- **STATED EXERCISE A**:
In the mailing-list thread about the 3.6.0 filter selection regression, what was wrong with the MathML filter?
- **STATED EXERCISE B**:
Continue the mailing-list thread about the 3.6.0 filter selection regression from its last sentence.

Re: 3.6.0 regression: non-deterministic filter selection ...

2012-08-15 Thread Tor Lillqvist
 Tor - I had a feeling you were looking at some (MathML ?) detection
 issue that may be related to this (and/or fixed it already);

Don't think so; the problem I looked at was caused by the MathML
filter detecting *any* XML file as MathML, but then obviously
failing to actually load it (and after a load attempt has failed there
is no loop back to try other filters). In this case the user *wanted*
the ASCII filter to be the one invoked. (Surely there must be better
arbitrary-XML editors than Writer, that at least make sure XML start
and end tags match etc automatically, but oh well).

--tml
___
LibreOffice mailing list
LibreOffice@lists.freedesktop.org
http://lists.freedesktop.org/mailman/listinfo/libreoffice


Re: 3.6.0 regression: non-deterministic filter selection ...

2012-08-15 Thread Kohei Yoshida
On Wed, Aug 15, 2012 at 12:40 AM, Kohei Yoshida kyosh...@novell.com wrote:
 On Tue, Aug 14, 2012 at 3:15 PM, Michael Meeks michael.me...@suse.com wrote:

 Thoughts ?

- **DATA ENTRIES**:
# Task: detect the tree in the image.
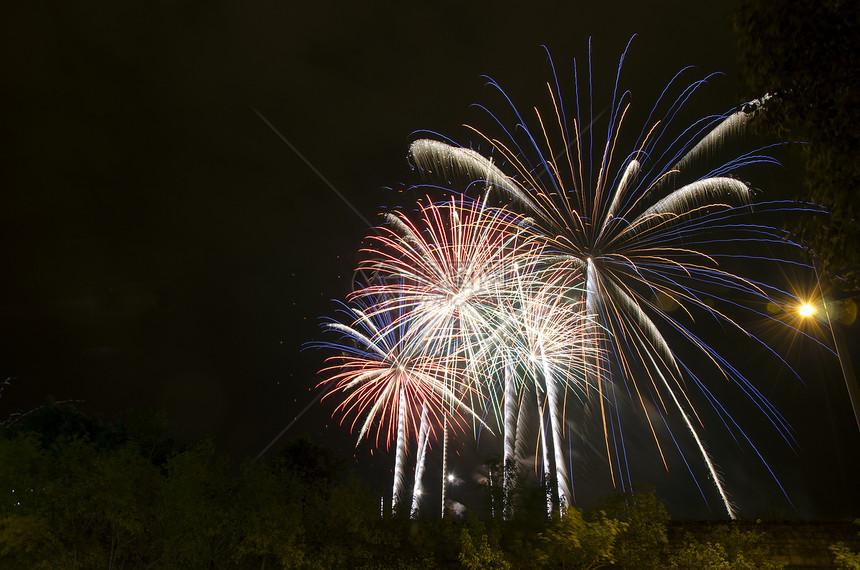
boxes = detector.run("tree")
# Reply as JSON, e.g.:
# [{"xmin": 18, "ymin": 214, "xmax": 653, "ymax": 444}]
[
  {"xmin": 600, "ymin": 484, "xmax": 669, "ymax": 568},
  {"xmin": 830, "ymin": 519, "xmax": 860, "ymax": 570},
  {"xmin": 459, "ymin": 520, "xmax": 511, "ymax": 570},
  {"xmin": 734, "ymin": 0, "xmax": 860, "ymax": 291},
  {"xmin": 667, "ymin": 524, "xmax": 785, "ymax": 570},
  {"xmin": 536, "ymin": 507, "xmax": 628, "ymax": 569}
]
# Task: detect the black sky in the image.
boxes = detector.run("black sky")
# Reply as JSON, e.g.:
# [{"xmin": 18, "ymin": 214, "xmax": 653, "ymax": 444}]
[{"xmin": 0, "ymin": 0, "xmax": 860, "ymax": 516}]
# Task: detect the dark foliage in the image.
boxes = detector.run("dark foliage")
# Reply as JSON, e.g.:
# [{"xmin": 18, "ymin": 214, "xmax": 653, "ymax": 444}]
[{"xmin": 734, "ymin": 0, "xmax": 860, "ymax": 291}]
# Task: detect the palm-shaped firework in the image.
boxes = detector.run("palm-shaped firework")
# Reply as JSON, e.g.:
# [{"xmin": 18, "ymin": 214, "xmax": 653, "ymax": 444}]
[{"xmin": 411, "ymin": 42, "xmax": 808, "ymax": 517}]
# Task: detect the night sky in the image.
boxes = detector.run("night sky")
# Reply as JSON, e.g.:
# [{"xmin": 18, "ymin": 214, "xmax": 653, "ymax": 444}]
[{"xmin": 0, "ymin": 0, "xmax": 860, "ymax": 517}]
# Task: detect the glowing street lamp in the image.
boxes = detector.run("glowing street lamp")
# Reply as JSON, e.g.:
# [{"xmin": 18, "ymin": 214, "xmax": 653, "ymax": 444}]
[
  {"xmin": 798, "ymin": 303, "xmax": 815, "ymax": 318},
  {"xmin": 797, "ymin": 299, "xmax": 860, "ymax": 429}
]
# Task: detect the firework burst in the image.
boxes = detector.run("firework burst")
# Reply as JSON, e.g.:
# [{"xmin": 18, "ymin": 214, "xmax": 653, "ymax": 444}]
[{"xmin": 411, "ymin": 40, "xmax": 808, "ymax": 517}]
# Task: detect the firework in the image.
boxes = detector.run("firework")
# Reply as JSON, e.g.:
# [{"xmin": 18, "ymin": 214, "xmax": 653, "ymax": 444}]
[
  {"xmin": 319, "ymin": 292, "xmax": 484, "ymax": 511},
  {"xmin": 353, "ymin": 193, "xmax": 535, "ymax": 512},
  {"xmin": 411, "ymin": 40, "xmax": 808, "ymax": 517}
]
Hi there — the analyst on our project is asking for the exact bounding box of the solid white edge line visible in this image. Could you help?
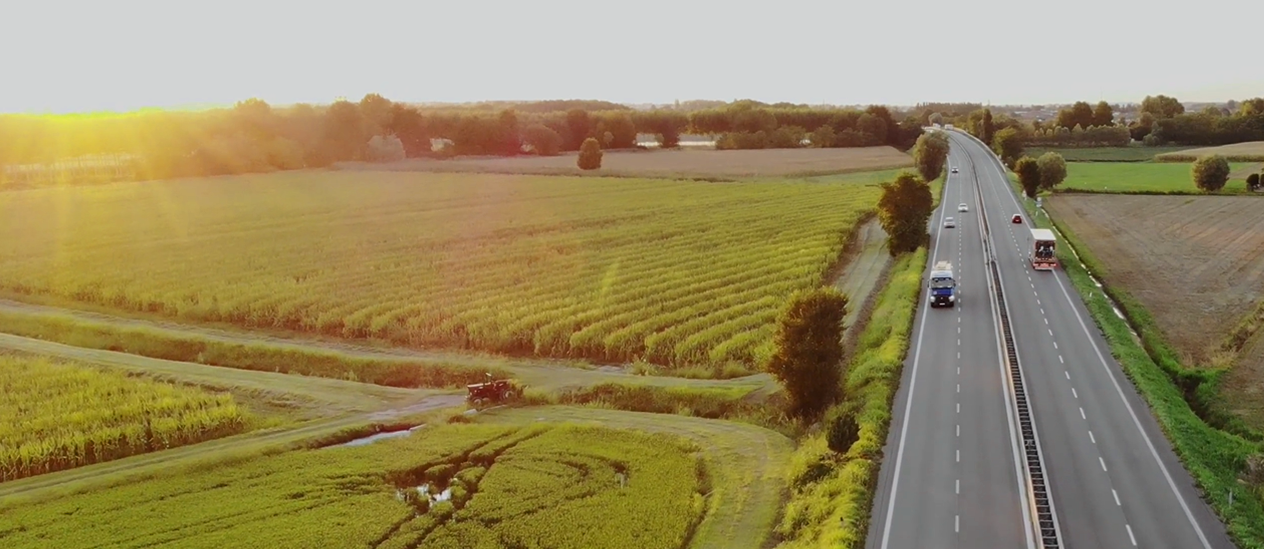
[971,130,1051,549]
[971,128,1211,549]
[882,146,948,549]
[1055,277,1211,549]
[966,132,1036,549]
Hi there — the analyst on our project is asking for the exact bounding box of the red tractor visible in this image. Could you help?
[465,373,523,409]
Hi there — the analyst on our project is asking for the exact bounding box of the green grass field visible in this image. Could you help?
[1025,145,1193,162]
[1060,162,1259,194]
[0,407,790,549]
[0,172,878,373]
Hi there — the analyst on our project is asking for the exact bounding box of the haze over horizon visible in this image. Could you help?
[0,0,1264,113]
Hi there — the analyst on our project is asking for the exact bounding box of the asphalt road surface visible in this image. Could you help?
[866,133,1234,549]
[955,129,1234,549]
[866,138,1035,549]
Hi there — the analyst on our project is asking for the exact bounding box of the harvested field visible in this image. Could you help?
[337,147,913,178]
[1154,142,1264,162]
[1045,195,1264,364]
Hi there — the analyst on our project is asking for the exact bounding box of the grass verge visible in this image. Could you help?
[0,308,509,388]
[777,248,927,549]
[1023,193,1264,549]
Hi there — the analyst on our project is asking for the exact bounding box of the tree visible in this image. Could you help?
[522,124,561,157]
[877,171,935,256]
[1014,156,1040,199]
[1127,113,1154,140]
[913,132,948,181]
[1090,101,1115,126]
[978,109,996,143]
[1141,95,1184,119]
[1192,154,1229,192]
[497,109,522,156]
[387,102,431,157]
[861,105,900,145]
[856,113,887,143]
[809,124,834,148]
[368,135,406,162]
[322,101,369,162]
[985,128,1023,170]
[1237,97,1264,116]
[767,287,847,419]
[825,406,861,454]
[576,138,602,170]
[1036,151,1067,191]
[566,109,593,151]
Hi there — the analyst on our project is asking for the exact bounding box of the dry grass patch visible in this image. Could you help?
[337,147,913,178]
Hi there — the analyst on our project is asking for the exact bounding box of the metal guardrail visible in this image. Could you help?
[971,146,1062,549]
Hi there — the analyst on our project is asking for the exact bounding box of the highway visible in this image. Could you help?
[866,140,1035,549]
[955,133,1234,549]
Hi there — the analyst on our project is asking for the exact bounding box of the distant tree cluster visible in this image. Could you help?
[1025,124,1133,147]
[689,100,923,151]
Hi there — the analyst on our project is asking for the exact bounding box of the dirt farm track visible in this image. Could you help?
[1045,195,1264,362]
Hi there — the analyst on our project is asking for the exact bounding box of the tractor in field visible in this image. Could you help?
[465,373,523,409]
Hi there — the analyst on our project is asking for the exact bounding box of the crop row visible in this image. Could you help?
[0,173,878,366]
[0,357,245,482]
[0,425,703,549]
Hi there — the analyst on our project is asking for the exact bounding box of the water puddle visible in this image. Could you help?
[330,424,426,448]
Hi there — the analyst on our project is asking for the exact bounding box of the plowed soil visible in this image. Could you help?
[1045,195,1264,363]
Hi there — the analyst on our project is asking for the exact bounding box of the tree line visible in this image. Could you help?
[0,94,921,180]
[927,95,1264,147]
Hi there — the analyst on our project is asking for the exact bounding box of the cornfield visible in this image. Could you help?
[0,172,878,366]
[0,357,245,482]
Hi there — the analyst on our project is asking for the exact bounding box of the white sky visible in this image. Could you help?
[0,0,1264,113]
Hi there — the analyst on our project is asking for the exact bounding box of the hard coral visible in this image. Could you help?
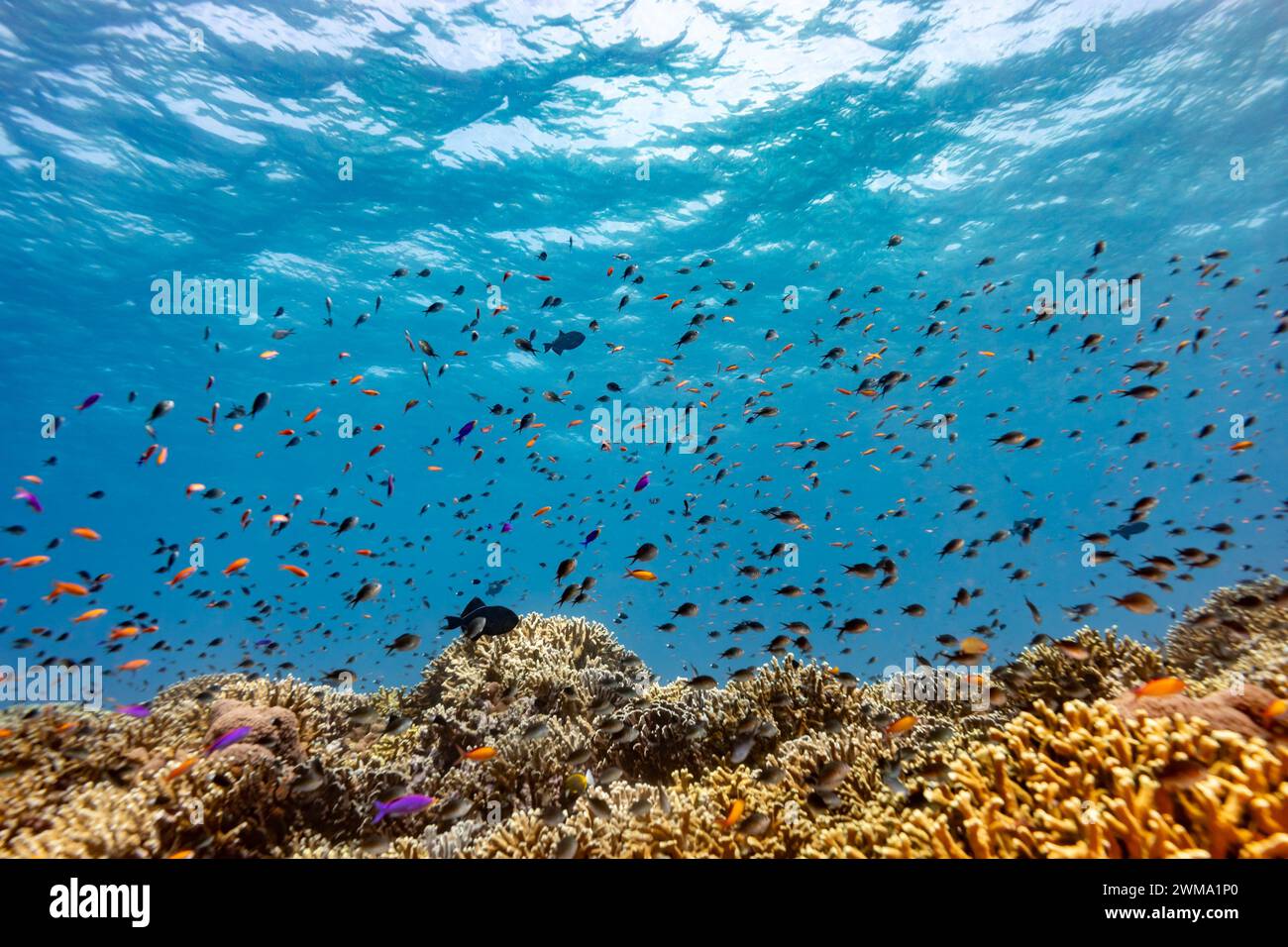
[0,579,1288,858]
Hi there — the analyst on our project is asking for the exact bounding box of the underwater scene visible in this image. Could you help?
[0,0,1288,860]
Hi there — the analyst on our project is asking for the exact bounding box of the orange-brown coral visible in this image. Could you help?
[0,579,1288,858]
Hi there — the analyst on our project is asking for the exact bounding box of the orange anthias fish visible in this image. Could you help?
[720,798,747,828]
[1132,678,1185,697]
[885,714,917,737]
[164,756,201,783]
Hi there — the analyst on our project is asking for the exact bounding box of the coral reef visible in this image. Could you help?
[0,579,1288,858]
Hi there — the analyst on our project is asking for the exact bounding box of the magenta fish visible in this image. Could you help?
[371,793,434,824]
[13,487,46,513]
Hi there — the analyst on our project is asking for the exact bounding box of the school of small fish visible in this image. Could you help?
[0,235,1288,731]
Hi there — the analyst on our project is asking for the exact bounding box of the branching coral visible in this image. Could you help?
[0,579,1288,858]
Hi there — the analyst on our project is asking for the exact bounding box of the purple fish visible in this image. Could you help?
[371,793,434,824]
[13,487,46,513]
[206,727,250,756]
[452,421,474,443]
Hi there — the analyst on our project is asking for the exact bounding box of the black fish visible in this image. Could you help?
[1109,523,1149,540]
[443,598,519,642]
[541,330,587,356]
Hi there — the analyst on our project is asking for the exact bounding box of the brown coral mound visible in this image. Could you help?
[0,579,1288,858]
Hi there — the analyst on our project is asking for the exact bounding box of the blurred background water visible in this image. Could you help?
[0,0,1288,699]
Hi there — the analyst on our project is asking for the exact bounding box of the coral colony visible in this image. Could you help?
[0,579,1288,858]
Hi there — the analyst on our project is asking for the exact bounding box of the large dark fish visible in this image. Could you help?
[1109,523,1149,540]
[443,598,519,642]
[541,330,587,356]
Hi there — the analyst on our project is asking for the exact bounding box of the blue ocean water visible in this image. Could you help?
[0,0,1288,701]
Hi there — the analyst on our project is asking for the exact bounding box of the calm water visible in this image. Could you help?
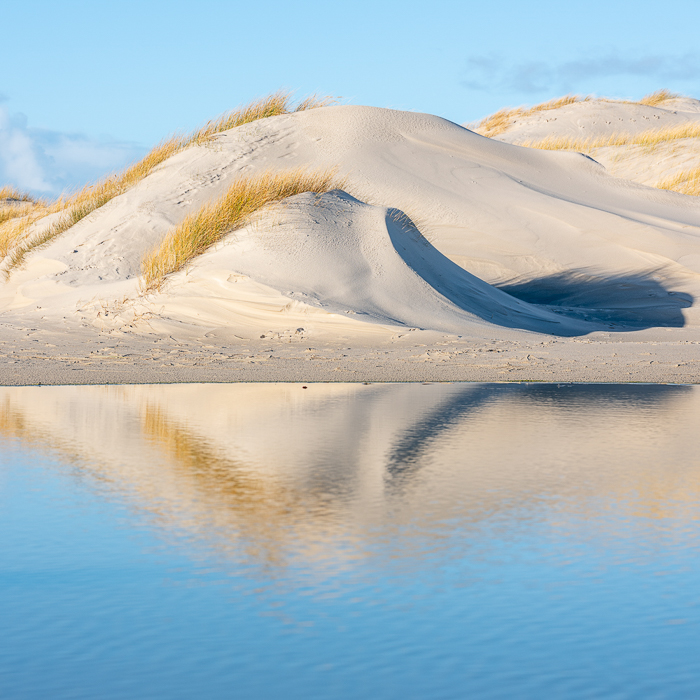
[0,384,700,700]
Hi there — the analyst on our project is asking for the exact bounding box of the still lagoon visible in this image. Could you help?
[0,384,700,700]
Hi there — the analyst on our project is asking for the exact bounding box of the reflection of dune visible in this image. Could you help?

- **WRITTEN REPLY A**:
It detected any XML file as MathML and then failed to load it.

- **WRITTEN REPLY B**:
 It appears that the type detection asks SwFilterDetect::detect() to
 detect its type, and it returns empty handed, which eventually leads
 to it being detected as ascii text.

 I've tried a simple Word document I created from Word XP, and the same
 code detects the file type just fine.  I'm right now looking in to see
 why SwFilterDetect::detect() fails to detect your particular document.

I'm starting to suspect that maybe it's the filter itself failing to
parse this document, rather than the type detection system failing to
detect it.

Here is my reasoning:

1) Type detection correctly prioritize the writer_MS_Word_97 file type
at the top of the list, which gets tested first.  With normal .doc
file, this test succeeds, the type detection ends with the correct
filter type detected 'MS Word 97'.

2) But with Large-Word.doc, this test fails, and the type detection
continues down the list of all types to test.  They all fail, and the
last one on the list is the ascii text, which always succeeds.

3) Now, if you launch the file open dialog and select this file,
manually set the file type to 'Microsoft Word 97/2000/XP/2003', select
Large-Word.doc and click Open, internally it bypasses the type
detection and proceeds to open the file using the pre-selected filter
'MS Word 97'.  Even in this scenario, you'll get 'Read-Error. Error
reading file'.

The last point indicates that the correct filter for this file type
fails to load this file for whatever reason.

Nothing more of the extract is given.